Work instruction
When the word "located" appears in a line of the data below, list that line.

Material provided
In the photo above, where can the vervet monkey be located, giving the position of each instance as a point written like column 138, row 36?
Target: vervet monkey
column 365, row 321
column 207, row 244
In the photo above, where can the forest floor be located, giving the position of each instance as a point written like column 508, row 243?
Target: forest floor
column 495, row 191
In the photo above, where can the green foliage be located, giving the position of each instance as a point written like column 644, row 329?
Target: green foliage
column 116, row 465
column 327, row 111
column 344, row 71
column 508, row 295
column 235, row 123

Task output
In the photo above, where can the vervet monkey be located, giving the position of each instance as a point written like column 138, row 36?
In the photo above, where can the forest floor be located, giving the position of each instance as a point written like column 508, row 243?
In the photo above, where can the green foliage be located, giving the position of each instance as a point written like column 644, row 329?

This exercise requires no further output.